● **Aim of the task**: What is needed is the run of lines from the one with "Would you please identify the silver" through the close of the data, set down exactly.

[Records from a data collection]
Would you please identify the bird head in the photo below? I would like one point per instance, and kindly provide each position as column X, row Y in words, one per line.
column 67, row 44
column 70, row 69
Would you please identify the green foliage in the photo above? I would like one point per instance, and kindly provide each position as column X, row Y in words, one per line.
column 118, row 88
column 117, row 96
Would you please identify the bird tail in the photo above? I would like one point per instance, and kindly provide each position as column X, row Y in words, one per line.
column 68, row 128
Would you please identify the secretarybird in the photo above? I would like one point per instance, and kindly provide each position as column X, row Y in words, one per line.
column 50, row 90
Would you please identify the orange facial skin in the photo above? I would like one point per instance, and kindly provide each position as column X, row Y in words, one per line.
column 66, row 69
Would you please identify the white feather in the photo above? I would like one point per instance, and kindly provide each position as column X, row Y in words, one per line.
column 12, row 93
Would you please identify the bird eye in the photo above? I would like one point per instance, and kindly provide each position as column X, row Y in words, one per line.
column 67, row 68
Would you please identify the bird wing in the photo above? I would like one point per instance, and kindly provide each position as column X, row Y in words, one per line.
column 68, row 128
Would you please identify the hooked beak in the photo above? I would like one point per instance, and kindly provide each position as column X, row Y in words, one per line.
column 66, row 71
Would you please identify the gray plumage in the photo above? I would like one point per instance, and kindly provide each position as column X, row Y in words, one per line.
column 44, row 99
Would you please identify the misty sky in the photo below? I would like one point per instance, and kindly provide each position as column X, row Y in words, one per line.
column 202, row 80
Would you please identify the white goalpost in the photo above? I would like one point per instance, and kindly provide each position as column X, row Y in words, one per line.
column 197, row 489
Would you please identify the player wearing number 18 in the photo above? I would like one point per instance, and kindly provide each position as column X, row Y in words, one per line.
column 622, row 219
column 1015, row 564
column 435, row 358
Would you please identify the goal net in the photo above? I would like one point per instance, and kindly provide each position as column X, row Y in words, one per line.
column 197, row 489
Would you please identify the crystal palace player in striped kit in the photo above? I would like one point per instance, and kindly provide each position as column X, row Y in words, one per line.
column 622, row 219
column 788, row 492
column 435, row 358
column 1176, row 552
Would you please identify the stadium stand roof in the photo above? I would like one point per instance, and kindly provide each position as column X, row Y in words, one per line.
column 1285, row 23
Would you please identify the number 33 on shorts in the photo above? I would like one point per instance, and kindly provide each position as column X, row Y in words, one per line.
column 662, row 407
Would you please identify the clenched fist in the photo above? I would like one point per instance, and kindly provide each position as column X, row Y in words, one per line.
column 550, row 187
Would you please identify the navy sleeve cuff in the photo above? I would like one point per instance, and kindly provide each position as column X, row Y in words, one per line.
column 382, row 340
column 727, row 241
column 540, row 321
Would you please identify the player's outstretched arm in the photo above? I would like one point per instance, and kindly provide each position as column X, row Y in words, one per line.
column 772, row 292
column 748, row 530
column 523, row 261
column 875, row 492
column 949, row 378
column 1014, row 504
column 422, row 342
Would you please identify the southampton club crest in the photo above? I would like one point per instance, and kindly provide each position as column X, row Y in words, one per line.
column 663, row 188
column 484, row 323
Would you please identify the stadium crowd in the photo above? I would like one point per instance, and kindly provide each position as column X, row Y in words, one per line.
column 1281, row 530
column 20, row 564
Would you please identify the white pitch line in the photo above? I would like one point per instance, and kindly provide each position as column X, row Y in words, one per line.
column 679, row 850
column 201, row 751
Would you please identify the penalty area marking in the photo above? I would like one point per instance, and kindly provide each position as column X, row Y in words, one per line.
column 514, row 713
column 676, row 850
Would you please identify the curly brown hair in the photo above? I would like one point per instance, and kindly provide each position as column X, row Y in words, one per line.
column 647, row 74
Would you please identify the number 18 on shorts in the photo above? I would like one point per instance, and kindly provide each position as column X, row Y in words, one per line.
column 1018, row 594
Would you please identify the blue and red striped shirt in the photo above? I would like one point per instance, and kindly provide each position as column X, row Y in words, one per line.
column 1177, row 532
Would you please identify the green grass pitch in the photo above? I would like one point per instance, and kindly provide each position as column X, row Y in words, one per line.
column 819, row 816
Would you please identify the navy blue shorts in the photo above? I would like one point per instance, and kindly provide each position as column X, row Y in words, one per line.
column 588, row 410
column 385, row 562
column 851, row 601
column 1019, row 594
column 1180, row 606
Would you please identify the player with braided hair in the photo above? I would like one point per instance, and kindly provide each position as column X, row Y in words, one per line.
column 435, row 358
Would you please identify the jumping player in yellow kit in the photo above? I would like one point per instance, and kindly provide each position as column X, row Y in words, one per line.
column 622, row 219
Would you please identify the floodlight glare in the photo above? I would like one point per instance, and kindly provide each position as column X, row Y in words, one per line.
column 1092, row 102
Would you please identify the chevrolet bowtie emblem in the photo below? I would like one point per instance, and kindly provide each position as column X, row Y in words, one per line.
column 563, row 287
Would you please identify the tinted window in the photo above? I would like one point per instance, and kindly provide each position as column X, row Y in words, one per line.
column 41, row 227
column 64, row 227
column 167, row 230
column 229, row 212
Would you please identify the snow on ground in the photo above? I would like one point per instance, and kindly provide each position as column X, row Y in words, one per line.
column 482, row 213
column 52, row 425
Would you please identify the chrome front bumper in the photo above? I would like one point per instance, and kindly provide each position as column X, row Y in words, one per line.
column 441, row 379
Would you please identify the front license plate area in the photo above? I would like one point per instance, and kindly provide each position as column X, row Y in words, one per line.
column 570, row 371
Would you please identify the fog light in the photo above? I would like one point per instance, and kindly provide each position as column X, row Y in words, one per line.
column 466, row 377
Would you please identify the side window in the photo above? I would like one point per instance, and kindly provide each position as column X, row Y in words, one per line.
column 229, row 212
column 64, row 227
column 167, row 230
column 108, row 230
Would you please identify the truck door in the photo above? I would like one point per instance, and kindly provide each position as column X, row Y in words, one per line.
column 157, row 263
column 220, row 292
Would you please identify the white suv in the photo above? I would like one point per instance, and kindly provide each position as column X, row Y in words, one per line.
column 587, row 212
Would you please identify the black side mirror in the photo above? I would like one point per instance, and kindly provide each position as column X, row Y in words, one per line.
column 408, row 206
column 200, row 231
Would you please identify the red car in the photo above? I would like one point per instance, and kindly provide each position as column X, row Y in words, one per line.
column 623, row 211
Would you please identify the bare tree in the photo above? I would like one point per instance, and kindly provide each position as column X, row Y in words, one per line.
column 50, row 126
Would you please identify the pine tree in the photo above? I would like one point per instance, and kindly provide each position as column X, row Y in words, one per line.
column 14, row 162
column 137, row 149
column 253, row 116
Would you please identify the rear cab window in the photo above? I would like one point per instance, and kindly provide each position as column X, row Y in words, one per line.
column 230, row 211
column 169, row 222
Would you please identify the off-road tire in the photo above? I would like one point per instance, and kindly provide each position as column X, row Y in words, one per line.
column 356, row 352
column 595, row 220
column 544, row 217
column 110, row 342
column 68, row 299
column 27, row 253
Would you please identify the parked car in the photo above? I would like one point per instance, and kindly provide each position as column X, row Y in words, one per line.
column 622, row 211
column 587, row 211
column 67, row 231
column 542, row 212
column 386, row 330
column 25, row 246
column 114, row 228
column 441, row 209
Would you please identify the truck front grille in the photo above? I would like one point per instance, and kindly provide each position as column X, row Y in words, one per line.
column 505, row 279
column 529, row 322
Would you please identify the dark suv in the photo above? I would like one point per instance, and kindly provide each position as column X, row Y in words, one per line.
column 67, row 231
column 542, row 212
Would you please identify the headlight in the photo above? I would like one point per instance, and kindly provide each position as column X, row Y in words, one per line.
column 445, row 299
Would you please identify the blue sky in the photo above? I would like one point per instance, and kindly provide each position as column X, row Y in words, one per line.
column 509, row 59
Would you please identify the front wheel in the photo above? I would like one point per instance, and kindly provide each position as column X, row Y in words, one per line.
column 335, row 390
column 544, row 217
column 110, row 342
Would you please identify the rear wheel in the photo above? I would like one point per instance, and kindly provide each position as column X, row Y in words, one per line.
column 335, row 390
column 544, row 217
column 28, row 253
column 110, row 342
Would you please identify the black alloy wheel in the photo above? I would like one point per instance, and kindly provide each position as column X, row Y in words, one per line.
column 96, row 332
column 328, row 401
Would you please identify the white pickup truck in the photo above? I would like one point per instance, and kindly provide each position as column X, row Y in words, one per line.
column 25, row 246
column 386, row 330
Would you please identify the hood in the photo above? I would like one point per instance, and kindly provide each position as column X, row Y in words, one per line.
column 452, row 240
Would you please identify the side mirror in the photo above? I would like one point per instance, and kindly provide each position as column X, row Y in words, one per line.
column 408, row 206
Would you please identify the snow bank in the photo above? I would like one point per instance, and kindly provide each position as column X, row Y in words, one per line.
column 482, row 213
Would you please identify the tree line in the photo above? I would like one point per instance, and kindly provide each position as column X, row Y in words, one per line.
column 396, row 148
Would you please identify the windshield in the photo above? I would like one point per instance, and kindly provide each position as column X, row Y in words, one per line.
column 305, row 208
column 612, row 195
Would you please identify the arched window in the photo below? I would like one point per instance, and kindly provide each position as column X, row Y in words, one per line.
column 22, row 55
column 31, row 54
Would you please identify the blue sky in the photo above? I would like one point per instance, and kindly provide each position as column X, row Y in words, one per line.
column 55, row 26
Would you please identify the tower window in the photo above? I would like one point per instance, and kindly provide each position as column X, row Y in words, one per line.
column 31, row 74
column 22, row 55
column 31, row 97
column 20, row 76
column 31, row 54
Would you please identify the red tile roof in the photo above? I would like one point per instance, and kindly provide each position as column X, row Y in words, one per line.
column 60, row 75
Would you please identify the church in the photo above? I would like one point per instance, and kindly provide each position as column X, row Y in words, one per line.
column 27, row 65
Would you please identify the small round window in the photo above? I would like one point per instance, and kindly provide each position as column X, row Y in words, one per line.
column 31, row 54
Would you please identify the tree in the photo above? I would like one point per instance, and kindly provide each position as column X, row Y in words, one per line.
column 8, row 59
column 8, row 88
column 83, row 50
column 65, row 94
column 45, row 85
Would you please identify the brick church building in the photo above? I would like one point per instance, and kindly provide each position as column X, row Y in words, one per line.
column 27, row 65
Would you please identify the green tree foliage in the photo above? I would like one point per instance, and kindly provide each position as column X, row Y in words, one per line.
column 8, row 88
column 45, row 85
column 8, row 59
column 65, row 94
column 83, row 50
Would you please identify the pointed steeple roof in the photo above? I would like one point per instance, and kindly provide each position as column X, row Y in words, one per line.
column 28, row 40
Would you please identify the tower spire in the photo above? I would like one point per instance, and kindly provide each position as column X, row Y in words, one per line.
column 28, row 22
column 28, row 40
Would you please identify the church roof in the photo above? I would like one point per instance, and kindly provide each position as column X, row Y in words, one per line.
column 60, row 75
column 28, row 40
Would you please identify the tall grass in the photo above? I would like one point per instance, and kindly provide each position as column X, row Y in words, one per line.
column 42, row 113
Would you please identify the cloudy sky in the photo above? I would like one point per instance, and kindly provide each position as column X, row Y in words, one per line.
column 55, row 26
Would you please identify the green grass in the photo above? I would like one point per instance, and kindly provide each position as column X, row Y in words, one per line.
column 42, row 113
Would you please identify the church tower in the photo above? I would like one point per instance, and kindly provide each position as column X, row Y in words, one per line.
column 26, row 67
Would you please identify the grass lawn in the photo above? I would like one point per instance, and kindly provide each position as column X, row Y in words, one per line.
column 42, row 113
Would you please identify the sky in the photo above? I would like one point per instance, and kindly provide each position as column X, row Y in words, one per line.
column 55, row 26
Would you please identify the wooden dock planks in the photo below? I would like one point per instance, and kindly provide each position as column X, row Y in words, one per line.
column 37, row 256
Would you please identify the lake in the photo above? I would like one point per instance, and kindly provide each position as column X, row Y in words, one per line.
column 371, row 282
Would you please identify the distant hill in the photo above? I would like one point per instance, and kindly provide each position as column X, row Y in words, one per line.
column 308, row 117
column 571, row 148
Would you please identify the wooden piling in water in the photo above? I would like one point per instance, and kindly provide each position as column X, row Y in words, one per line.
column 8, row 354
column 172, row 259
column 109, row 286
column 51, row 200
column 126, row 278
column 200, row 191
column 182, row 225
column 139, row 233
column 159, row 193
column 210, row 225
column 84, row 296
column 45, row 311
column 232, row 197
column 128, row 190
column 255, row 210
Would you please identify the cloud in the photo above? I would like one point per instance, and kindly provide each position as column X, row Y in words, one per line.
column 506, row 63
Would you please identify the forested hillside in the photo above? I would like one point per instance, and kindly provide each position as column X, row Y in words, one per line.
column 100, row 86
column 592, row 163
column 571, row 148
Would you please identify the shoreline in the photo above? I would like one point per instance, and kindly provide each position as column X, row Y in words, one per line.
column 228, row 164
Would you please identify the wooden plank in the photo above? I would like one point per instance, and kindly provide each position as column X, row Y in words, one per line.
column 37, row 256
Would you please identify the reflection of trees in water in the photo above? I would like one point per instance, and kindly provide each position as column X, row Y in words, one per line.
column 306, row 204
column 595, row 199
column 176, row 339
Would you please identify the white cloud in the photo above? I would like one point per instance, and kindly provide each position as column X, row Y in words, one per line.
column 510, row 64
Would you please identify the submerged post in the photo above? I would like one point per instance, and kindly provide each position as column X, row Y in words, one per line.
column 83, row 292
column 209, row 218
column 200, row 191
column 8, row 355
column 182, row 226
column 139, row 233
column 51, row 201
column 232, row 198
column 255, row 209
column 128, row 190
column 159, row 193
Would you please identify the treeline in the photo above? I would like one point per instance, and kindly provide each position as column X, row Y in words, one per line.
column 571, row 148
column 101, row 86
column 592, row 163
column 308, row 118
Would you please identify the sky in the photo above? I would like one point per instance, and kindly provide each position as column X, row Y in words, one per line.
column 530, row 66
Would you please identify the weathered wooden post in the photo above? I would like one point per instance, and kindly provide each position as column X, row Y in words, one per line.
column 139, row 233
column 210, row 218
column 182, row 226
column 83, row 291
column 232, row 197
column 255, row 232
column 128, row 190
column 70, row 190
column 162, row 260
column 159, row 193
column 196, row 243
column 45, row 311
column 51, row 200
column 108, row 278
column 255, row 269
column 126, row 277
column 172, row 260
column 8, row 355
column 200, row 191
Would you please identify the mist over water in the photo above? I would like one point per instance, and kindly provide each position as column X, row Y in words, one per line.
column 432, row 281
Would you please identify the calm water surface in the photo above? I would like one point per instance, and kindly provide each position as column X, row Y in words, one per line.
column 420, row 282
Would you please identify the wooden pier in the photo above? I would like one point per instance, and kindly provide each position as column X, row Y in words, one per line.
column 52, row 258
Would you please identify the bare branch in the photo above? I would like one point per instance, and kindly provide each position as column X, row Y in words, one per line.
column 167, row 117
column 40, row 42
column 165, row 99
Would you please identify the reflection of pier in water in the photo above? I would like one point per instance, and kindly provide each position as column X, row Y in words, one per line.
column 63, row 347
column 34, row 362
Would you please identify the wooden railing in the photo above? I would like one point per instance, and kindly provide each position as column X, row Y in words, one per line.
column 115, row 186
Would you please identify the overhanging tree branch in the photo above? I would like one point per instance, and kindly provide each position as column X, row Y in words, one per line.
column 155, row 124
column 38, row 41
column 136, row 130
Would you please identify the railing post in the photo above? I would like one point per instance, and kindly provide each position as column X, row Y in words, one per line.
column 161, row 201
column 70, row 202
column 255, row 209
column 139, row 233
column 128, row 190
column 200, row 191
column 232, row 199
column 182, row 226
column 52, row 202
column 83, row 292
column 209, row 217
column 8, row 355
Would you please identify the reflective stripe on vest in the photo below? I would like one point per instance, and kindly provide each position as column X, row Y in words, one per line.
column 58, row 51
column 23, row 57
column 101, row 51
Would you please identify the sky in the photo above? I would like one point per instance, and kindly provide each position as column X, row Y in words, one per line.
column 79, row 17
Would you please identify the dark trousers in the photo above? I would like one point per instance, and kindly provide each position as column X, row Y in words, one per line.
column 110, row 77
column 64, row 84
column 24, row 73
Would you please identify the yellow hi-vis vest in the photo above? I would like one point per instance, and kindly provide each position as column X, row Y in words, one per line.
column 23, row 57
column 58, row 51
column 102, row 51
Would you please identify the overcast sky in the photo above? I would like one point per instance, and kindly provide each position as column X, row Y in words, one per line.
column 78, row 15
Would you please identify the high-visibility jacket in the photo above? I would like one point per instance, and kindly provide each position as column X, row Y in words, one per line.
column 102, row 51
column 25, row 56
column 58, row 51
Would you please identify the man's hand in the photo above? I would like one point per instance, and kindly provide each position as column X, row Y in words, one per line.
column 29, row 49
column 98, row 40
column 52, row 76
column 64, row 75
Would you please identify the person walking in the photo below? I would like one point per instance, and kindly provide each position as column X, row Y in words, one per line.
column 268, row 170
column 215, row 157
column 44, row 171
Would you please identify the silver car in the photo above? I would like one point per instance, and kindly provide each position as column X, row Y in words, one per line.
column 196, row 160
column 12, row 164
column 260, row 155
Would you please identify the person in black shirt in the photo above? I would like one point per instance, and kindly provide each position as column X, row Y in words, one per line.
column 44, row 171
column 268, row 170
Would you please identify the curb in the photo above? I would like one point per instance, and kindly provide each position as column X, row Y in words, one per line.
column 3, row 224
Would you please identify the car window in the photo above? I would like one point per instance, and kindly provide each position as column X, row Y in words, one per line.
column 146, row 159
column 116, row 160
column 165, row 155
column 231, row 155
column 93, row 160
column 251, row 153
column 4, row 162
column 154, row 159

● **Solution to this task**:
Would you please identify the silver car in the photo above? I would like one point per instance, and kindly provide each position as column X, row Y in words, one per line.
column 196, row 160
column 12, row 164
column 260, row 155
Would you please identify the person in black shirt in the photo above? I would like one point per instance, and kindly provide each position as column X, row Y in words, one per line.
column 44, row 171
column 268, row 170
Would you please identify the curb in the photo above? I would like one point per instance, and kindly provide each position as column X, row Y in words, one per line.
column 3, row 224
Would you please identify the car window in the photo above? I would like one point per instance, and kindly provide each position as column X, row Y in words, one per line.
column 146, row 159
column 116, row 160
column 165, row 155
column 231, row 155
column 93, row 160
column 251, row 153
column 4, row 162
column 154, row 159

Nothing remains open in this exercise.